## EXERCISE
For each line of the data below, copy it if it holds the word "parking".

----

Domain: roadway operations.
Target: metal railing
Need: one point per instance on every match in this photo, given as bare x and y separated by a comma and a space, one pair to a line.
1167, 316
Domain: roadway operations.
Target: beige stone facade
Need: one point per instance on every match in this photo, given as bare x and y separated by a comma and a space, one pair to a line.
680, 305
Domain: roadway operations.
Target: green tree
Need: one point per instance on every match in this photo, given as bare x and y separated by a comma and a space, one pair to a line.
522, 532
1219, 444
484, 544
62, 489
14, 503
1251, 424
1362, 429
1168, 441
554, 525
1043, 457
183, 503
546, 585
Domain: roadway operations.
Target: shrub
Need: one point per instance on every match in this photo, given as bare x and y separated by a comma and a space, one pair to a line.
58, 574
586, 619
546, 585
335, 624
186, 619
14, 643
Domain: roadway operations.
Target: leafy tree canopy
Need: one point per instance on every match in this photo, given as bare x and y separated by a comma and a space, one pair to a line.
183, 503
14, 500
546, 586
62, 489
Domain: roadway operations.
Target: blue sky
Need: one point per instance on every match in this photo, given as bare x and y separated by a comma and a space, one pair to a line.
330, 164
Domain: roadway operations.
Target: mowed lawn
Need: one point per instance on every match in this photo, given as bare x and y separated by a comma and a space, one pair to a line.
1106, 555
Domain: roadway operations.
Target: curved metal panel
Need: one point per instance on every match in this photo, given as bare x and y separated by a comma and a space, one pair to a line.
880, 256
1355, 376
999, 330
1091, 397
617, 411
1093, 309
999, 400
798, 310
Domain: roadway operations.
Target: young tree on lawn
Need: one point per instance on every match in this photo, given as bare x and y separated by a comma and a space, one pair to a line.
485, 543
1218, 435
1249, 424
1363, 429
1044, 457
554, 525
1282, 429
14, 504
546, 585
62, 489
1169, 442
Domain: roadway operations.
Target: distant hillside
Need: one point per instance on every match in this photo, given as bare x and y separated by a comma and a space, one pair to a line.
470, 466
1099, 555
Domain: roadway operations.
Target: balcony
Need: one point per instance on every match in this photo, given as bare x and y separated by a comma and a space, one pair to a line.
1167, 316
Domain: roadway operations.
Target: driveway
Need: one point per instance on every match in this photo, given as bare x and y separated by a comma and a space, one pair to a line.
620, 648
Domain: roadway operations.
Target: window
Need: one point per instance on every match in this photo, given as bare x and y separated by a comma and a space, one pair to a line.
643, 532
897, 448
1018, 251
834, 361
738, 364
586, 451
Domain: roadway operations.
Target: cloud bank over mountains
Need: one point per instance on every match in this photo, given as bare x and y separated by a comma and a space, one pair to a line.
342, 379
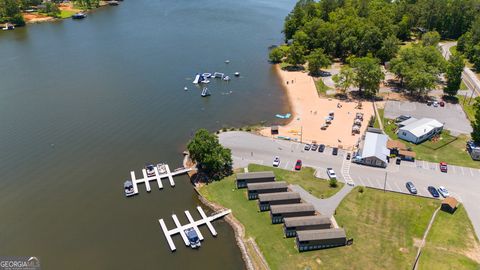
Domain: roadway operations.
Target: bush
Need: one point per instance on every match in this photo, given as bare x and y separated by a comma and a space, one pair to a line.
333, 183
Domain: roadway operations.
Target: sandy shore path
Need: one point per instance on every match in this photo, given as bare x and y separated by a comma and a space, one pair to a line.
309, 112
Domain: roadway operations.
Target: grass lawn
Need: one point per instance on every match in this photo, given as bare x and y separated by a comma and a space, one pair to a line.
66, 14
447, 149
304, 178
450, 242
384, 227
321, 87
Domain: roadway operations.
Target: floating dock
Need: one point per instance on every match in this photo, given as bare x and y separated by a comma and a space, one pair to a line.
193, 224
157, 177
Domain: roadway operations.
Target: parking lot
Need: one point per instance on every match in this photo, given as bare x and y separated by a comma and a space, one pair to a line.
463, 183
451, 115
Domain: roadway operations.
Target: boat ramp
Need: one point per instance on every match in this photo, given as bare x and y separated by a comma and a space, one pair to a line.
193, 224
157, 177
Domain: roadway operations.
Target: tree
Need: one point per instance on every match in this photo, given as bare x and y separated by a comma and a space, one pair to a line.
296, 55
476, 124
317, 60
431, 38
276, 55
368, 74
344, 79
390, 47
211, 157
454, 74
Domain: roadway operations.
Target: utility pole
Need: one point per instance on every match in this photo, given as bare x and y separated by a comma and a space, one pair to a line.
385, 183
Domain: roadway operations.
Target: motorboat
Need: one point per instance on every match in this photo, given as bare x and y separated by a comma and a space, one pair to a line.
79, 16
161, 168
192, 237
150, 169
205, 92
128, 187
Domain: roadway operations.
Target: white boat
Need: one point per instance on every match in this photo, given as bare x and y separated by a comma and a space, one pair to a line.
161, 168
192, 237
150, 170
205, 92
197, 79
128, 187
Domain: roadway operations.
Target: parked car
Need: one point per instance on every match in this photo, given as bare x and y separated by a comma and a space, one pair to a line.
321, 148
331, 173
411, 187
276, 162
298, 165
443, 191
443, 167
433, 191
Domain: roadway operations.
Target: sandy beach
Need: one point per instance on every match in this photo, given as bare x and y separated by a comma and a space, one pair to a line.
309, 112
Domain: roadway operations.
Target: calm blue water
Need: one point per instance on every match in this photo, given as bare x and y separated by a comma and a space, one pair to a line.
84, 102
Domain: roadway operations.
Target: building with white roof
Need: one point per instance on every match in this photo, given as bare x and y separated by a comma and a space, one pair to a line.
374, 151
419, 130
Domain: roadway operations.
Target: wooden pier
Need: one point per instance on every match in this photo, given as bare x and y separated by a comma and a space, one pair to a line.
157, 177
193, 224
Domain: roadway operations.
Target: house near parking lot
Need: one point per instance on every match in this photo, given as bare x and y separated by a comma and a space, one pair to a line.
254, 189
293, 224
374, 151
318, 239
279, 212
267, 199
418, 130
254, 177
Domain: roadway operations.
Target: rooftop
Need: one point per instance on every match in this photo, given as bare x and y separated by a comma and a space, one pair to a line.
267, 185
305, 221
278, 196
291, 208
311, 235
255, 175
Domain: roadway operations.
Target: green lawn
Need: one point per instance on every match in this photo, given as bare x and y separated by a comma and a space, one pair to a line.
321, 87
450, 240
446, 149
66, 14
384, 227
317, 187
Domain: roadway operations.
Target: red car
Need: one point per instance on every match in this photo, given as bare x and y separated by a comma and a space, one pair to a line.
298, 165
443, 167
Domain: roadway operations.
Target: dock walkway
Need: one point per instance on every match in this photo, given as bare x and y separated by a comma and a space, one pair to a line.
193, 224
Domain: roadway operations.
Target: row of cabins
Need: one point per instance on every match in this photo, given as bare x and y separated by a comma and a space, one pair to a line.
300, 220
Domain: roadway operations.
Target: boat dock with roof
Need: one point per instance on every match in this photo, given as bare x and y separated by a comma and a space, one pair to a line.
193, 224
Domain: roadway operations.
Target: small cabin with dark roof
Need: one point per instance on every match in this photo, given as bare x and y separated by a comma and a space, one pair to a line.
267, 199
269, 187
319, 239
254, 177
294, 224
279, 212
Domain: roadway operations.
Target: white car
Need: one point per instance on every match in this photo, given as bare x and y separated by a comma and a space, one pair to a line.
443, 191
276, 162
331, 173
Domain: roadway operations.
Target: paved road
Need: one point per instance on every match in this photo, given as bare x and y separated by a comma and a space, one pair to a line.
452, 115
463, 183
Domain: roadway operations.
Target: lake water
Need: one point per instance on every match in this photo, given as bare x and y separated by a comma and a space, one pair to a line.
84, 102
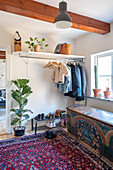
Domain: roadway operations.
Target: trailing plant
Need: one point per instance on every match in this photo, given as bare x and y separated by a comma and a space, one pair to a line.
33, 42
96, 76
20, 95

----

## RESULT
Target: parking lot
Target: house near parking lot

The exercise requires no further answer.